- [TEXT BLOCK]:
────────────────

I get emails from my readers on a daily basis. I get offers to drive their personal rides on a weekly basis. I tend to say “No, thank you” for a variety of reasons, mostly because I’m too busy to take on another vehicle. But occasionally, I get the Godfather offer. The kind I can’t refuse.
A couple of weeks ago, I got an email from a reader who had just taken delivery of his 2014 Audi SQ5 – it only had 600 km on it – and was wondering if I’d be interested in reviewing it. I tried to play it cool, but everyone knows I’m an Audi guy. Top it off with an S model, and one that’s brand new to the market to boot, and I couldn’t respond quick enough.
Audi’s S-models are performance-oriented versions of a normal model – in this case, the SQ5 takes the already-lovely Q5 crossover and infuses some S-someness into it.
Pricing: 2014 Audi SQ5
Base price (Progressiv trim): $57,000
Options: $800 Pearl Effect paint; $1000 21″ wheels
A/C tax: $100
Price as tested: $60,895
Under the Hood
The most obvious infusion is under the hood. It sweeps away the base model’s engine options – the aging but still great 2.0T, the hybrid, the fantastic TDI diesel and even the lesser supercharged 3.0 L – and replaces them with a stout supercharged, direct-injection 3.0-litre V6. How stout? 354 horsepower at 6000 RPM and 347 lb.ft of torque at 4000 RPM stout, that’s how stout. All that goodness makes its way through an 8-speed Tiptronic transmission to all four corners via the legendary quattro all-wheel drive.

────────────────

- [ENTRIES SUPPLIED]:
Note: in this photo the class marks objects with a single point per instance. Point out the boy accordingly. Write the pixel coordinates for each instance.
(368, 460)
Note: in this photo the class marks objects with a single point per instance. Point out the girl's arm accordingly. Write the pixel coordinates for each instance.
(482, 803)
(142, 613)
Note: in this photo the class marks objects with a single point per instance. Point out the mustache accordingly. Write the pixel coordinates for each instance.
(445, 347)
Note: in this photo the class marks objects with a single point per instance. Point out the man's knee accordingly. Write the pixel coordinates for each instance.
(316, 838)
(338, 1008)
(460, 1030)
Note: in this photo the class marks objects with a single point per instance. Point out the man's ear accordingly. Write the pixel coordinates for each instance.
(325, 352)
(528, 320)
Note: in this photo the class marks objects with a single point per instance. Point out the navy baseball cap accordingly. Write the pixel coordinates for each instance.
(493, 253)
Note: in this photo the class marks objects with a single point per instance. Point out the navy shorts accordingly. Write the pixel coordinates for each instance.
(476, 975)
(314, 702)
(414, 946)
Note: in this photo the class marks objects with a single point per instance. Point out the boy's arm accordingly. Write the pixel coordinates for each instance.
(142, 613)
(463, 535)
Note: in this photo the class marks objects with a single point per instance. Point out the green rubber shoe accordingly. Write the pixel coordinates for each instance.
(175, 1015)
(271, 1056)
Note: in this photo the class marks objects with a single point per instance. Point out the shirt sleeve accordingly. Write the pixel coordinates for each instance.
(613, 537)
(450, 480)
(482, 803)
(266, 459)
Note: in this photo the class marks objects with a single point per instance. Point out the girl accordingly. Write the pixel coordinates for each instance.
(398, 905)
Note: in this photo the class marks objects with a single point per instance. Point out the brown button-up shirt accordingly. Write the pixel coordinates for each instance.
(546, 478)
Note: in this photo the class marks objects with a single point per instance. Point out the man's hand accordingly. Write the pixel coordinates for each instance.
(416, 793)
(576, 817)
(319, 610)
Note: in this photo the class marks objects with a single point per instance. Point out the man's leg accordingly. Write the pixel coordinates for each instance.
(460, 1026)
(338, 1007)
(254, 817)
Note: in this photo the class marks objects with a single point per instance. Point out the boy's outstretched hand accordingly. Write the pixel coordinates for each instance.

────────────────

- [TASKS FOR THIS EXERCISE]:
1. Return the part of the Audi SQ5 review that opens with the words containing "I get emails" and closes with "respond quick enough.".
2. Please list the base-model engine options that the Audi SQ5 review says the SQ5 sweeps away.
3. Write what comes next in the Audi SQ5 review, picking up after its final sentence.

- [THE RESPONSES]:
1.
I get emails from my readers on a daily basis. I get offers to drive their personal rides on a weekly basis. I tend to say “No, thank you” for a variety of reasons, mostly because I’m too busy to take on another vehicle. But occasionally, I get the Godfather offer. The kind I can’t refuse.
A couple of weeks ago, I got an email from a reader who had just taken delivery of his 2014 Audi SQ5 – it only had 600 km on it – and was wondering if I’d be interested in reviewing it. I tried to play it cool, but everyone knows I’m an Audi guy. Top it off with an S model, and one that’s brand new to the market to boot, and I couldn’t respond quick enough.

2.
- the 2.0T
- the hybrid
- the TDI diesel
- the lesser supercharged 3.0 L

3.
Obviously fuel economy isn’t the goal here but it does alright – it’s rated at 13.2 L/100 km (18 mpg) in the city and 8.5 L/100 km (28 mpg) on the highway. The owner is averaging 13 L/100 km (18 mpg), and with 1300 km on the odometer when I returned it, this vehicle isn’t nearly broken in yet. Audi always gets fuel tanks right – this one holds 75 litres.
The point with S-models is, as noted, the performance. And perform the SQ5 does. When you fire it up, you are rewarded with an immediate sonorous snarl. It does settle down to a burble after a minute, but at that point, you’re likely rolling. The torque is immediate. I love that, regardless of how you’re driving, the juice is on tap.
As you putter around town, there’s simply no hesitation. Off the line, it’s a quick tap and you’re moving – no lag, no drama. Want to lay waste to the hoser beside you at the red light? Hammer on it, and the V6 snorts through the gears like a thoroughbred, galloping to 100 km/h in 5.3 seconds. And it doesn’t stop there. Cruising on the freeway and need to get by the beige Corolla taking up real estate in the left lane? Long before you get the gas pedal to the floor, you’ll be treated to a crisp downshift to the exact gear you wanted (an impressive feat as it is) and immediate forward momentum. Not just momentum, but a hard pull. It’s easy to appreciate a power train that is docile but ballsy around town, and willing to run with the big dogs the moment you ask it to step up to the plate.
At first, I was disappointed to find that the transmission isn’t Audi’s spectacular S-tronic dual-clutch. After driving the SQ5, however, I believe the Tiptronic is actually the right answer here. It is unflappable – however I drove it, it seemed to be in the right gear. Gear shifts are completely imperceptible, regardless of whether you’re burbling slowly to soccer practice, or whether you’re on it, full throttle. The gears can be shifted manually with the gear selector or paddles, and the shifts are actually quite quick, but I found the transmission’s Sport mode to be most rewarding. It will hold gears as long as it feels it needs to, and sharpens the vehicle’s responses very nicely.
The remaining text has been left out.